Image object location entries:
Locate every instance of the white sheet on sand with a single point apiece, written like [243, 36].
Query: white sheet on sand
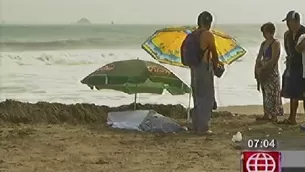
[143, 120]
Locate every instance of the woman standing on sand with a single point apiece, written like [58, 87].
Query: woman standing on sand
[267, 74]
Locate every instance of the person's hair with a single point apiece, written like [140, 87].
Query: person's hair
[204, 19]
[268, 27]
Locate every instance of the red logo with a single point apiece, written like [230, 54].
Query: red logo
[260, 161]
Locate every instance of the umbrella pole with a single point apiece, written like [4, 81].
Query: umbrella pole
[135, 100]
[189, 108]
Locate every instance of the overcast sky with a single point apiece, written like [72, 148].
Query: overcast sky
[145, 11]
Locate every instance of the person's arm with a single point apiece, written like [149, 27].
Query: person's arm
[259, 56]
[276, 50]
[300, 47]
[207, 40]
[285, 42]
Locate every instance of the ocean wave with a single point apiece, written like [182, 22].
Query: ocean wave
[66, 44]
[73, 57]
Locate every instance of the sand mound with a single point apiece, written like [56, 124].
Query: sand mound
[19, 112]
[12, 111]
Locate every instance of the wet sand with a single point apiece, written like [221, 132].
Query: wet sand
[74, 138]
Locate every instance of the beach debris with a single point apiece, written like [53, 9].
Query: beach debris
[237, 137]
[185, 128]
[302, 127]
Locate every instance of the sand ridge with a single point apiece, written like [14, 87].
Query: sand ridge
[74, 138]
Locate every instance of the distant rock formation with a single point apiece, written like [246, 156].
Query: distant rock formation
[83, 21]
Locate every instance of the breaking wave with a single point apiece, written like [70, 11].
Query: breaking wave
[73, 57]
[66, 44]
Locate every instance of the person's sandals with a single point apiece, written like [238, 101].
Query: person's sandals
[262, 118]
[206, 133]
[287, 122]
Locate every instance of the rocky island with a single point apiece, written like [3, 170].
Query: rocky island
[83, 21]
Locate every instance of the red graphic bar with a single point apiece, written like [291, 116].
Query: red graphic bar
[257, 161]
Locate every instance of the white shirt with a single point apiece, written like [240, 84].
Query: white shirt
[302, 37]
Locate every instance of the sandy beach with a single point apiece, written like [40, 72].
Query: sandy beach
[75, 138]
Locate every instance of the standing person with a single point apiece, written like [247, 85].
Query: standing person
[202, 75]
[267, 73]
[295, 87]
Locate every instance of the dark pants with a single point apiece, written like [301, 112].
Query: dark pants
[202, 83]
[293, 84]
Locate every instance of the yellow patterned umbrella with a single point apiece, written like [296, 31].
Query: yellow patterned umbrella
[164, 45]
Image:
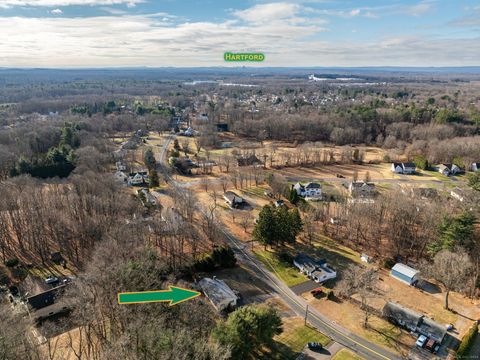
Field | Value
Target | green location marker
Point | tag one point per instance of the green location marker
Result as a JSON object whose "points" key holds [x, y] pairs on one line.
{"points": [[174, 295]]}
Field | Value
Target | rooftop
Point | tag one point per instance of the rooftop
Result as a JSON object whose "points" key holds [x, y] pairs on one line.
{"points": [[405, 269]]}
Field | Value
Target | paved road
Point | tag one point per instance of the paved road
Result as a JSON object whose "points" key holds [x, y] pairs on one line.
{"points": [[337, 333]]}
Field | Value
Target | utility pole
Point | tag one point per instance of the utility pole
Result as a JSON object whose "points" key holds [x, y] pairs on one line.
{"points": [[306, 315]]}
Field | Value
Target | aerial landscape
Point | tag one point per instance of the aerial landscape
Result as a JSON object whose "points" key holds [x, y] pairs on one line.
{"points": [[251, 180]]}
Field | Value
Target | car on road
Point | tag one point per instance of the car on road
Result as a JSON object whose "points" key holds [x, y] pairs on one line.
{"points": [[421, 341], [51, 280], [315, 346]]}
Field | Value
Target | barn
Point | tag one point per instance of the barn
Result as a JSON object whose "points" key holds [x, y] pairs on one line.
{"points": [[405, 273]]}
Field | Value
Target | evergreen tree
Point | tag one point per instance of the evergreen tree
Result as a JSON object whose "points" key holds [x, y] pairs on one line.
{"points": [[264, 231], [454, 232], [149, 159]]}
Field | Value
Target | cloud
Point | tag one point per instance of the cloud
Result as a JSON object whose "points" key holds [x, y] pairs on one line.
{"points": [[419, 9], [52, 3], [355, 12], [267, 12]]}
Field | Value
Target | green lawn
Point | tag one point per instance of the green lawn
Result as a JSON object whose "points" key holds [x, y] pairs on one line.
{"points": [[286, 272], [346, 354], [289, 344], [297, 337]]}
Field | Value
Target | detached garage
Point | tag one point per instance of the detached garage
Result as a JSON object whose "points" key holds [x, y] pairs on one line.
{"points": [[405, 273]]}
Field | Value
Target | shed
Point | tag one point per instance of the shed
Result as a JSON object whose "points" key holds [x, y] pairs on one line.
{"points": [[219, 293], [405, 273]]}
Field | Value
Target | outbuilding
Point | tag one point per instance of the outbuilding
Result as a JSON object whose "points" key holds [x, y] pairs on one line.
{"points": [[219, 293], [405, 273]]}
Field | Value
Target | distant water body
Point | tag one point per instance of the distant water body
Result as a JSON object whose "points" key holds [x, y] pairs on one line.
{"points": [[218, 82]]}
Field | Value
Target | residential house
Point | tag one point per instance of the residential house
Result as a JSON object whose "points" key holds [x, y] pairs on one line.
{"points": [[219, 293], [404, 168], [318, 271], [405, 273], [202, 117], [424, 193], [149, 199], [121, 176], [138, 178], [120, 166], [310, 191], [414, 321], [449, 169], [233, 200], [249, 160], [222, 127], [361, 189]]}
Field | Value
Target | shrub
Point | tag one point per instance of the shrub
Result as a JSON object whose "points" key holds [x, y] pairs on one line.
{"points": [[285, 257], [12, 262], [467, 341], [4, 278], [388, 263]]}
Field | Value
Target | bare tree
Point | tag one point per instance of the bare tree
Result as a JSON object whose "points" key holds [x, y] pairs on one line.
{"points": [[362, 281]]}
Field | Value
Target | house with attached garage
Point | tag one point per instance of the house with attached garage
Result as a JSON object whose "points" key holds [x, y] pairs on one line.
{"points": [[219, 293], [310, 191], [414, 321], [404, 168], [233, 200], [405, 273], [317, 270]]}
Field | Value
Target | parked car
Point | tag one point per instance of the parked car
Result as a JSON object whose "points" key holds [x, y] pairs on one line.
{"points": [[430, 345], [315, 346], [51, 280], [316, 292], [421, 341]]}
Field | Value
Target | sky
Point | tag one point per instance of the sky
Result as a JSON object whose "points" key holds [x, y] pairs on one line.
{"points": [[191, 33]]}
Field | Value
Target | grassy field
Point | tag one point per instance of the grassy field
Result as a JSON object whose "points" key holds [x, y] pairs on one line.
{"points": [[346, 354], [286, 272], [289, 344]]}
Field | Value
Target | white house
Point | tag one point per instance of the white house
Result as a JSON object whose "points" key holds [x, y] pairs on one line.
{"points": [[219, 293], [318, 271], [404, 168], [361, 189], [138, 178], [405, 273], [120, 166], [202, 117], [232, 199], [149, 198], [449, 169], [310, 191]]}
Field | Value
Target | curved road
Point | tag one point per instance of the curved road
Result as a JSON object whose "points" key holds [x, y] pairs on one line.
{"points": [[328, 327]]}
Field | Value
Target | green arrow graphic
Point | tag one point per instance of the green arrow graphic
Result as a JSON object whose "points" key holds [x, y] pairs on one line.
{"points": [[174, 295]]}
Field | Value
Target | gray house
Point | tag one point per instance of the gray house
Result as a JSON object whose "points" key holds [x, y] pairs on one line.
{"points": [[414, 321], [318, 271]]}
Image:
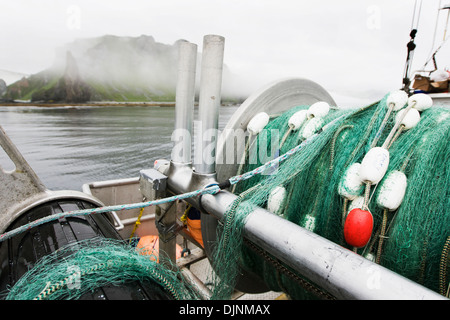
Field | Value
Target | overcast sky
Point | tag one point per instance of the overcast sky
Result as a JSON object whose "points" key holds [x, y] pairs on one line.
{"points": [[352, 48]]}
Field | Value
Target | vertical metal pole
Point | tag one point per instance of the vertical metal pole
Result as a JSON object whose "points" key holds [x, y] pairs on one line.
{"points": [[209, 104], [184, 105]]}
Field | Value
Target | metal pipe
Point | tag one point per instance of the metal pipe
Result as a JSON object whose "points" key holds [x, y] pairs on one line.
{"points": [[337, 270], [184, 104], [209, 104]]}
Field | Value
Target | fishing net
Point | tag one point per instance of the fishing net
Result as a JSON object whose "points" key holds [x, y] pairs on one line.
{"points": [[83, 266], [415, 242], [414, 238]]}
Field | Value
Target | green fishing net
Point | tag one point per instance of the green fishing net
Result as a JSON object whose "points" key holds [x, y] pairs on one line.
{"points": [[415, 243], [84, 266], [416, 239]]}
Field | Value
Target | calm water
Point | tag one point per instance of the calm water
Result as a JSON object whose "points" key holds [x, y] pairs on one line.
{"points": [[70, 146]]}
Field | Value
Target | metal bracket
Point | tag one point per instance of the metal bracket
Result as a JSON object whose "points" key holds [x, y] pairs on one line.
{"points": [[152, 183]]}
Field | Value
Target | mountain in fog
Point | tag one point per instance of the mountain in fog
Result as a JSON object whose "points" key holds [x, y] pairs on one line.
{"points": [[108, 68]]}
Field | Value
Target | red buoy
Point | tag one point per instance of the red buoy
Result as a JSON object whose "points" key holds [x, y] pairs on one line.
{"points": [[358, 227]]}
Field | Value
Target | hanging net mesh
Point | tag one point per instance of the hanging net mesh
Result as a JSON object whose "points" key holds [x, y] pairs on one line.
{"points": [[415, 242]]}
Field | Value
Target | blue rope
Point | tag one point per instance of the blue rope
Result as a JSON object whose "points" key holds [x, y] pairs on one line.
{"points": [[211, 189]]}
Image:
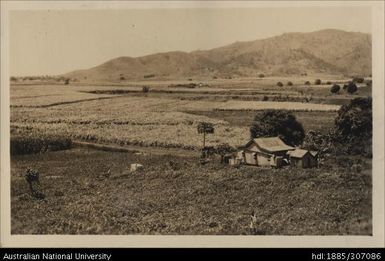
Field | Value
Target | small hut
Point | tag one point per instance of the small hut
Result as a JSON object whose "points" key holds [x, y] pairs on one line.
{"points": [[303, 158]]}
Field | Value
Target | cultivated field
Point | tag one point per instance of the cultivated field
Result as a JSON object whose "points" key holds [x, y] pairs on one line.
{"points": [[91, 192], [174, 194]]}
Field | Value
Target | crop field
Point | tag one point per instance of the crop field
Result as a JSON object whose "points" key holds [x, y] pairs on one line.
{"points": [[174, 193], [164, 117], [91, 192]]}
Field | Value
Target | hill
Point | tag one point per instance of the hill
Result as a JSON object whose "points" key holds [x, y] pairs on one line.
{"points": [[327, 51]]}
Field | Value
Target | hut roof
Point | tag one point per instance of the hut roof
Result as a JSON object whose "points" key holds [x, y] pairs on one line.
{"points": [[299, 153], [272, 144]]}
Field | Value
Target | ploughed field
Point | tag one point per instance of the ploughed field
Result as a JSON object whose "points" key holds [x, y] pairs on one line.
{"points": [[166, 116], [91, 192]]}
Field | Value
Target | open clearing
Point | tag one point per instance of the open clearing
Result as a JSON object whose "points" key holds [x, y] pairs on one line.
{"points": [[88, 193]]}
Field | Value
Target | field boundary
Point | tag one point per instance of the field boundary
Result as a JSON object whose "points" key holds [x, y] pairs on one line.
{"points": [[133, 149]]}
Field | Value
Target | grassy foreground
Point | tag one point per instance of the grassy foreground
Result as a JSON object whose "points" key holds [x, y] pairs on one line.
{"points": [[91, 192]]}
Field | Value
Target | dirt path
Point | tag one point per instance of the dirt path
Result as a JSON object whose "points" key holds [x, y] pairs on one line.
{"points": [[137, 149]]}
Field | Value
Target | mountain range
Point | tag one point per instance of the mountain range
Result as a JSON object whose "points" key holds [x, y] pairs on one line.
{"points": [[327, 51]]}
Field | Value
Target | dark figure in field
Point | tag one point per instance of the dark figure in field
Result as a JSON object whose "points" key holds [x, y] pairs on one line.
{"points": [[32, 177]]}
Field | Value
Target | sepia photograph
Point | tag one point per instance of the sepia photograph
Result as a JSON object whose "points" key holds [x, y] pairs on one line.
{"points": [[195, 119]]}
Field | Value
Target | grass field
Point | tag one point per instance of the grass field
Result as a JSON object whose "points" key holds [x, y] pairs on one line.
{"points": [[158, 118], [90, 192]]}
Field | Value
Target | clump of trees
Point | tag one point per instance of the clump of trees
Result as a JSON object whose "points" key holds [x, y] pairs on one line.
{"points": [[351, 134], [280, 123], [353, 126], [358, 79], [335, 88]]}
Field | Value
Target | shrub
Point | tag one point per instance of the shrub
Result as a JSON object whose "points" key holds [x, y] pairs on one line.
{"points": [[278, 123], [358, 79], [353, 127], [351, 88], [335, 88], [29, 145]]}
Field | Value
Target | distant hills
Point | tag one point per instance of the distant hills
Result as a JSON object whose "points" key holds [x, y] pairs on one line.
{"points": [[327, 51]]}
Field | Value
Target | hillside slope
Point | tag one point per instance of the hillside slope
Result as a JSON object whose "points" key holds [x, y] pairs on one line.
{"points": [[327, 51]]}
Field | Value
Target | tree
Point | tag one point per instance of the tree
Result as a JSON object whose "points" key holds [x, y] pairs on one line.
{"points": [[358, 79], [351, 88], [353, 127], [355, 119], [205, 128], [280, 123], [335, 88]]}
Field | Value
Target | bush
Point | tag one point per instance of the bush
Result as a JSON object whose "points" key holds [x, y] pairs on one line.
{"points": [[358, 79], [29, 145], [280, 123], [335, 88], [353, 127], [351, 88]]}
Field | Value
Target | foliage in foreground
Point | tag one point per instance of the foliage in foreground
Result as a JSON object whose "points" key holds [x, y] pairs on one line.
{"points": [[87, 192]]}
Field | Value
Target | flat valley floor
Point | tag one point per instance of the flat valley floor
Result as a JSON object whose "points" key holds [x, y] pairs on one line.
{"points": [[90, 191]]}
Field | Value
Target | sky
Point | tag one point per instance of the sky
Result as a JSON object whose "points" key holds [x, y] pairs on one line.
{"points": [[51, 42]]}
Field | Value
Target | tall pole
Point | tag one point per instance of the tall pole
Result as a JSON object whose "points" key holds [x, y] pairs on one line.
{"points": [[204, 139]]}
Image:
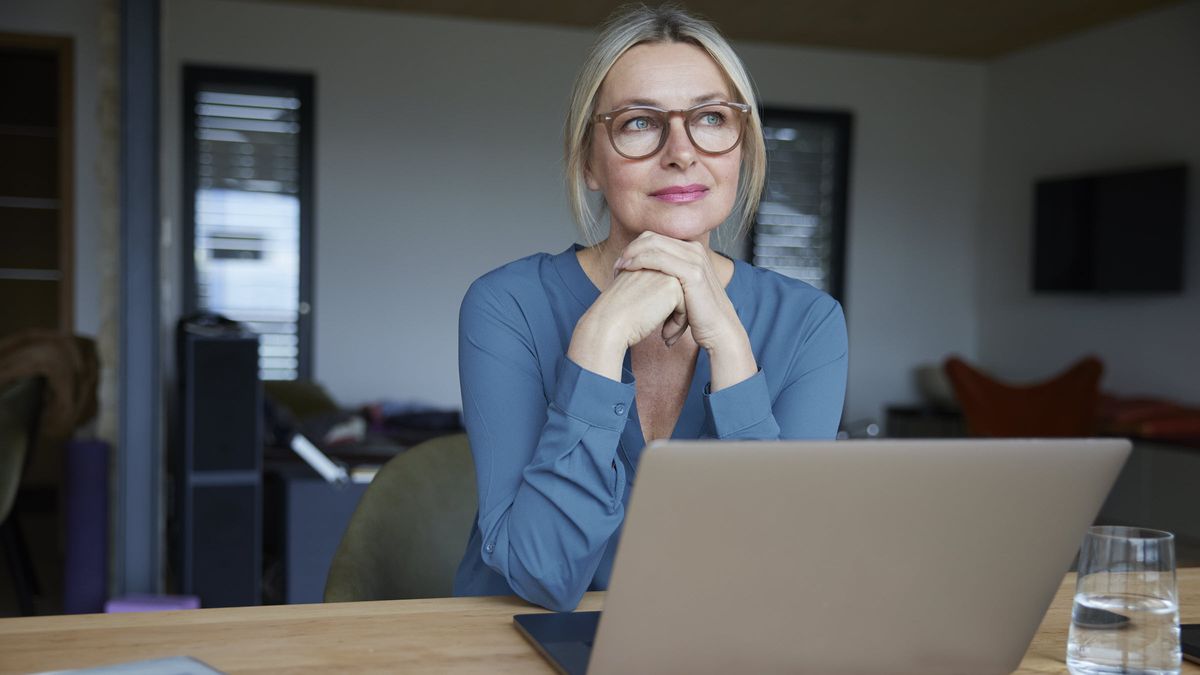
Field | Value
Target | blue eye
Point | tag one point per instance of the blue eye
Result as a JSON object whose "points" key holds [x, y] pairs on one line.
{"points": [[639, 124]]}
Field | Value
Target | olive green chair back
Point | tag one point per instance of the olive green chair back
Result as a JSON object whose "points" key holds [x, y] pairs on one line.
{"points": [[409, 531], [21, 401]]}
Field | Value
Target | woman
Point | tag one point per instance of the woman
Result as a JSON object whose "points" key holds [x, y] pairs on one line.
{"points": [[570, 364]]}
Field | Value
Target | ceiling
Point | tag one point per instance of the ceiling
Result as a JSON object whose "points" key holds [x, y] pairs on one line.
{"points": [[961, 29]]}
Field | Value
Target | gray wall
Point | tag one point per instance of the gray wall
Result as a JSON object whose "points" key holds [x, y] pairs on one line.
{"points": [[438, 159], [1114, 97]]}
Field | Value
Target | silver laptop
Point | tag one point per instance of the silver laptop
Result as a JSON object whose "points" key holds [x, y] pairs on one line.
{"points": [[875, 556]]}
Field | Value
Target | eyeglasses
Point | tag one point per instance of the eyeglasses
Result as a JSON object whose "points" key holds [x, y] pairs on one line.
{"points": [[639, 131]]}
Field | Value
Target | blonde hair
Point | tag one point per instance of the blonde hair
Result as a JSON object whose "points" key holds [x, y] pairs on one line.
{"points": [[639, 24]]}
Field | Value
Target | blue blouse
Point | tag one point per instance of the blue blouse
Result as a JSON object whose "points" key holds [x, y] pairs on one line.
{"points": [[556, 446]]}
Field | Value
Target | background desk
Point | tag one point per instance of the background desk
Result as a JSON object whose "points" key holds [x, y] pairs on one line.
{"points": [[443, 635]]}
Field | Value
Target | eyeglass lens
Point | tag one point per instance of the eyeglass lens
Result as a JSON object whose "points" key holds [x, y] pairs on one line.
{"points": [[713, 129]]}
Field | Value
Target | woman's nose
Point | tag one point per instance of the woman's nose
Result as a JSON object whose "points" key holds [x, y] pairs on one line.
{"points": [[678, 151]]}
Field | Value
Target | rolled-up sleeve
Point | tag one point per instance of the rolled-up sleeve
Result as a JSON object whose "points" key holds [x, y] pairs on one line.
{"points": [[810, 398]]}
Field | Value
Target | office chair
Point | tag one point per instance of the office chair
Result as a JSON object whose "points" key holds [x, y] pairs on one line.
{"points": [[411, 527], [21, 405], [1063, 406]]}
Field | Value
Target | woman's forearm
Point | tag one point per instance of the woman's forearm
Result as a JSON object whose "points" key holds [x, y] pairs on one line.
{"points": [[731, 360], [598, 345]]}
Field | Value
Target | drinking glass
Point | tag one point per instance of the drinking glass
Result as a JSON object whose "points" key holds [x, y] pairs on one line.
{"points": [[1126, 615]]}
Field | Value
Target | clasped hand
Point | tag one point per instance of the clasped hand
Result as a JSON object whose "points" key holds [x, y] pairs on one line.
{"points": [[671, 284]]}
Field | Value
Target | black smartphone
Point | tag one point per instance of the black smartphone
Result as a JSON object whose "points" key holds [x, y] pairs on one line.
{"points": [[1189, 641]]}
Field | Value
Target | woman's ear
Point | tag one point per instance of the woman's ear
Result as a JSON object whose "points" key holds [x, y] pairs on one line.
{"points": [[589, 179]]}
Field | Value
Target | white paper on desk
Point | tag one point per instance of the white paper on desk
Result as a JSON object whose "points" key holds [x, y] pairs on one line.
{"points": [[172, 665]]}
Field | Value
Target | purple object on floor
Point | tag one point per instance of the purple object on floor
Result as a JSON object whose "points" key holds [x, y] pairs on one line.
{"points": [[141, 602], [85, 523]]}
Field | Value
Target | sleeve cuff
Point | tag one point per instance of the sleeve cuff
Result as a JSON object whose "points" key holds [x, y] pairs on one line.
{"points": [[592, 398], [739, 406]]}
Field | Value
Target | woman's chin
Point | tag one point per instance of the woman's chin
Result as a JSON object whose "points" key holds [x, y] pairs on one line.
{"points": [[685, 230]]}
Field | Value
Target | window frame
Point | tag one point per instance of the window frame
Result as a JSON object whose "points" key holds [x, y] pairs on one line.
{"points": [[305, 88], [844, 125]]}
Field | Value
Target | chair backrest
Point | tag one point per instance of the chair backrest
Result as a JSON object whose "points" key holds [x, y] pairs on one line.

• **STATED GOAL**: Copy out each line of the records above that contains the word "mesh".

• **COMPLETED TASK**:
Target | hanging net mesh
Point | tag one point per instance of the hanging net mesh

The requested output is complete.